═════ Supplied data ═════

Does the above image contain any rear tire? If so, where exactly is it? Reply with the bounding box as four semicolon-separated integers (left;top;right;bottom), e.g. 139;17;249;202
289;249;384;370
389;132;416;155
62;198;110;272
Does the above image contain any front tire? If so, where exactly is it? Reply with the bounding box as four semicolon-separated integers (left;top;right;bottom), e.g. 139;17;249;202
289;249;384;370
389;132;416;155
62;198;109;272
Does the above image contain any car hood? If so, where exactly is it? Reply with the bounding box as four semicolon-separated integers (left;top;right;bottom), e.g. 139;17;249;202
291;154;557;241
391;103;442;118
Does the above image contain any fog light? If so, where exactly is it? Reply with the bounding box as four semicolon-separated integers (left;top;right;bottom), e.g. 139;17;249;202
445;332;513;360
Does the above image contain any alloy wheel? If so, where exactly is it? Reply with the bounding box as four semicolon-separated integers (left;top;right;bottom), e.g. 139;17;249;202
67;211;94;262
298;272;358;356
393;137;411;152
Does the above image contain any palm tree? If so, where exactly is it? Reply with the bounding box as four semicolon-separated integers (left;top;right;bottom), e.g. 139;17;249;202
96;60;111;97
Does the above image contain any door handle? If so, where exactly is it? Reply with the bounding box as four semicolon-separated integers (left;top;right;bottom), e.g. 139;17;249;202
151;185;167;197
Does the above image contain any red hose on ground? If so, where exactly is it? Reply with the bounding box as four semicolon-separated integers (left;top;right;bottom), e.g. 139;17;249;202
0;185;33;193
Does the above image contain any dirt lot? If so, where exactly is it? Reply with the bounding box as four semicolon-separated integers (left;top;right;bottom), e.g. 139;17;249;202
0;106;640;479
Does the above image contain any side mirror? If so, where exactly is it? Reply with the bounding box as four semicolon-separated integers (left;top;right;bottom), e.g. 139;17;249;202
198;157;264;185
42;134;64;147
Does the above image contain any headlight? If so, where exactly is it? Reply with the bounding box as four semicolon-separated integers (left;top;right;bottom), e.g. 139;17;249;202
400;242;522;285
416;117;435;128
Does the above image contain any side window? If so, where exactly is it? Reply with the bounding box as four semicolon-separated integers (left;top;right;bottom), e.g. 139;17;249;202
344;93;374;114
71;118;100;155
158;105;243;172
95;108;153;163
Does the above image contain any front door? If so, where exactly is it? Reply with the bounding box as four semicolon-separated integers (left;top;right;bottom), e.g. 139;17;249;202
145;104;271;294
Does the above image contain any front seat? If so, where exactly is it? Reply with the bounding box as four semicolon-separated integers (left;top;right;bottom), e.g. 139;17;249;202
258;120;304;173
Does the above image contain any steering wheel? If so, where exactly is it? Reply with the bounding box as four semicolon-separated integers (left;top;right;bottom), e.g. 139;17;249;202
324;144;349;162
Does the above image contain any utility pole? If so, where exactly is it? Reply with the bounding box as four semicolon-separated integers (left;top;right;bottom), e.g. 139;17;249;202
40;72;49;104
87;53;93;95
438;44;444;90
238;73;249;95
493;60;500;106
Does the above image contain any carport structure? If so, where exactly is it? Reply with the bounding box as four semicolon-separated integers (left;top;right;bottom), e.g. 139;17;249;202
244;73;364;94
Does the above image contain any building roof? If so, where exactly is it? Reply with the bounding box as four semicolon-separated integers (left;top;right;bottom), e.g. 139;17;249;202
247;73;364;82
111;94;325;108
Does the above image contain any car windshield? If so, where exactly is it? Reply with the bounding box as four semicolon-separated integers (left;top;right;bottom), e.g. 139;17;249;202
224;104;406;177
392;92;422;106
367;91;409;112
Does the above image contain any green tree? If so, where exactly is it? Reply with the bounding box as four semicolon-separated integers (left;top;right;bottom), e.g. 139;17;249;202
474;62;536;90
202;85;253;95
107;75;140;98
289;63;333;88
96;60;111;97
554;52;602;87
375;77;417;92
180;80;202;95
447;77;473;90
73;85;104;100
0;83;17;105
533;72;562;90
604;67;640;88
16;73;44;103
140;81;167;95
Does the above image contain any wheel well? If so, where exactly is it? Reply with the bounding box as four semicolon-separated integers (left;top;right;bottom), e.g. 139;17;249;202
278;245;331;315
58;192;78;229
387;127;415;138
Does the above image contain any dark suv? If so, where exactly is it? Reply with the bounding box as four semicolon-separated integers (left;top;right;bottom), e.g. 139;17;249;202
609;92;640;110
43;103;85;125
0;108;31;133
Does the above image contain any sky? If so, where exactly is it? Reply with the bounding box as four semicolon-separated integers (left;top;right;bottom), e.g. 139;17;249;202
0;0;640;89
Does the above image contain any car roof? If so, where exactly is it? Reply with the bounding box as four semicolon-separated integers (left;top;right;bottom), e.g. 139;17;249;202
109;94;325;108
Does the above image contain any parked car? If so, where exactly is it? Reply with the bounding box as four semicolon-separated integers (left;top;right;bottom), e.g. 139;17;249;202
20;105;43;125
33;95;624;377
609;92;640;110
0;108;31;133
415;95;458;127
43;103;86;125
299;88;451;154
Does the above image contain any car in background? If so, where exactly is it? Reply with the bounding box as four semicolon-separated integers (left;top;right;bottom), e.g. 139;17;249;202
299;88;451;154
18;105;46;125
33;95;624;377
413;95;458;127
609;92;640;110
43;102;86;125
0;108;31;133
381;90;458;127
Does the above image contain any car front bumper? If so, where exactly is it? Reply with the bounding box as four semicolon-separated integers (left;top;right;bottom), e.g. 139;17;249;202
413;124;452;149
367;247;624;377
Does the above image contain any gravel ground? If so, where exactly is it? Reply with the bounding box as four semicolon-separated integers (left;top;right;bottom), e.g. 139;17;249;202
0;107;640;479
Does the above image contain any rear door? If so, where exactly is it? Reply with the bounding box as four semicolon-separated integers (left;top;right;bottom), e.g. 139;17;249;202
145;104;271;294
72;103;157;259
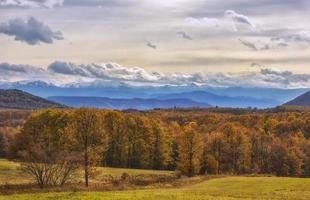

═════

◆ **Instructions to follow**
Recast all of the entries above as a numbered list, omitting blank lines and leaving out the pictures.

◆ **Finished answer**
1. Does the above image contain any rear tire? If so, where exactly is it? Reply with the bounding box as four semicolon-separated integers (left;top;right;bottom), e.g. 139;17;249;202
2. 289;249;384;370
3. 389;132;416;155
4. 62;198;110;272
5. Does the above image contain any front tire? If so, where exactly is it? Reply with the bounding box as four semicolon-separated integers (left;top;right;bottom), e.g. 139;17;249;202
6. 289;249;384;370
7. 389;132;416;155
8. 62;198;109;272
9. Does the above image contain any car hood? If so, where exactly is it? Reply with the bounding box as four semicolon-separated integers (left;top;right;bottom), e.g. 139;17;249;202
10. 291;154;557;241
11. 391;103;442;118
12. Does the above image contain any fog light? If so, where exactly is it? Reply with the bounding box as four semicolon-separated integers (left;top;right;bottom), e.g. 139;17;249;202
13. 445;332;513;360
14. Does the above image contain any alloy wheel? If so, where exactly is it? Reply with the bounding box as four semicolon-separated integers (left;top;right;bottom), e.g. 139;17;249;202
15. 67;211;94;262
16. 298;272;358;356
17. 393;137;411;152
18. Does the above image contain any palm tree? If so, where exactly is it? Reply with the bounding box as four semicolon-separated integers (left;top;right;bottom), e.g. 139;17;249;202
19. 96;60;111;97
20. Does the above image contain any door handle? If so, where exactly is it? Reply with the bounding box as four semicolon-separated integers (left;top;right;bottom), e.g. 139;17;249;202
21. 151;185;167;197
22. Does the above image contain any red hose on ground? If so, where exactly is it? Reply with the bounding box as four semicolon-separated integers (left;top;right;bottom), e.g. 139;17;249;202
23. 0;185;33;193
24. Does the above image contain any dirt lot? If so, where exactly is it? Reply with the bounding box as four semicolon-separated integers (left;top;right;bottom), e.g. 139;17;249;202
25. 0;106;640;479
26. Does the above image contain any side mirror? If so, where exactly is it? Reply with the bounding box as four semicolon-separated integers (left;top;right;bottom), e.g. 139;17;249;202
27. 198;157;264;185
28. 42;134;64;147
29. Does the above image contain any headlight? If so, where exactly is it? Reply with the bounding box as four semicolon-separated integers (left;top;right;bottom), e.g. 139;17;249;202
30. 400;242;522;285
31. 416;117;435;128
32. Does the above image contain any side window? If so, where exactly is it? Reply with the bounding box as four semicolon-separated integers (left;top;right;bottom), e.g. 139;17;249;202
33. 344;93;374;114
34. 71;118;100;155
35. 158;105;243;172
36. 95;108;153;163
37. Does the above image contain any front door? If so, where exactly is it? Reply with the bounding box as four semicolon-separated integers (left;top;right;bottom), e.g. 139;17;249;202
38. 145;104;271;294
39. Does the above image contain any front seat? If so, where exactly is it? Reply with the bounding box as four semicolon-separated integers (left;top;right;bottom), e.g. 139;17;249;202
40. 258;120;304;173
41. Does the above image contain any steering wheel? If so, where exactly is it? Reply with the bounding box as four semicolon-separated integers (left;top;right;bottom), e.g. 139;17;249;202
42. 324;144;349;162
43. Does the above image contain any utility pole? If so, where exactly is it? Reply with the bounding box as four semicolon-separated integers (left;top;right;bottom), e.g. 139;17;249;202
44. 40;72;49;104
45. 87;53;93;95
46. 438;44;444;90
47. 238;73;249;95
48. 493;60;500;106
49. Does the above image contain any carport structure? If so, where exactly is it? Reply with the bounding box as four semicolon-separated integers (left;top;right;bottom), e.g. 139;17;249;202
50. 244;73;364;94
51. Does the above image contain any building roof? If so, where exactly is it? Reply with the bounding box as four semicolon-separated integers (left;top;right;bottom), e.g. 139;17;249;202
52. 247;73;364;82
53. 111;94;325;108
54. Does the above image contain any car windshield? If so, where exactly is it? Reply with the bounding box as four semicolon-separated integers (left;top;right;bottom), e.g. 139;17;249;202
55. 224;104;406;177
56. 392;92;422;106
57. 367;91;409;112
58. Does the above image contain any green tree? If so, where exactly is it? Reply with the bounding box as four semicolon-separated integers (left;top;right;bottom), e.g. 139;17;249;202
59. 474;62;536;90
60. 202;85;253;95
61. 107;75;140;98
62. 289;63;333;88
63. 96;60;111;97
64. 554;52;602;87
65. 375;77;417;92
66. 180;80;202;95
67. 447;77;473;90
68. 73;85;104;100
69. 0;83;17;105
70. 533;72;562;90
71. 604;67;640;88
72. 16;73;44;103
73. 140;81;167;95
74. Does the above image contain any wheel well? If so, where exactly is it? Reply with the bounding box as four semicolon-separated integers (left;top;right;bottom), e.g. 139;17;249;202
75. 278;245;331;315
76. 58;192;78;229
77. 387;127;415;138
78. Does the above image contain any dark suv? If so, where exactly is it? Reply with the bounding box as four semicolon-separated integers (left;top;right;bottom), e.g. 139;17;249;202
79. 609;92;640;110
80. 43;103;85;125
81. 0;108;31;133
82. Does the above image contain any sky? If so, where exactly is it? Reply with the bounding box as four semicolon-separated integers (left;top;right;bottom), e.g. 139;17;249;202
83. 0;0;640;89
84. Does the above image contain any car roof? If so, where exactly is it? Reply with the bounding box as four semicolon-separated integers (left;top;right;bottom), e.g. 139;17;249;202
85. 109;94;325;108
86. Does the above image contain any parked car? If so, where exactly is it? Reply with the bounding box as four semicolon-separated integers (left;top;right;bottom), e.g. 139;17;249;202
87. 20;105;43;125
88. 33;95;624;377
89. 609;92;640;110
90. 0;108;31;133
91. 415;95;458;127
92. 43;103;86;125
93. 299;88;451;154
94. Does the above image contain any car in background? If so, where exactly is it? Reply with the bounding box as four semicolon-separated integers (left;top;right;bottom), e.g. 139;17;249;202
95. 299;88;451;154
96. 18;105;46;125
97. 33;95;624;377
98. 413;95;458;127
99. 609;92;640;110
100. 43;102;86;125
101. 0;108;31;133
102. 381;90;458;127
103. Does the above image contain any car front bumper? If so, where exactly is it? Reply with the bounding box as four semicolon-separated integers (left;top;right;bottom), e.g. 139;17;249;202
104. 413;124;452;149
105. 367;247;624;377
106. Does the above image contain any gravel ground? If so, where exactly is it? Reply with the bounding box as four semicolon-separated integers (left;top;right;bottom), e.g. 139;17;249;202
107. 0;107;640;479
108. Does the above image contain any rear door? If so, where exactly is it? Reply with the bounding box as four semicolon-separated integers (left;top;right;bottom), e.g. 139;17;249;202
109. 145;104;271;294
110. 72;103;157;259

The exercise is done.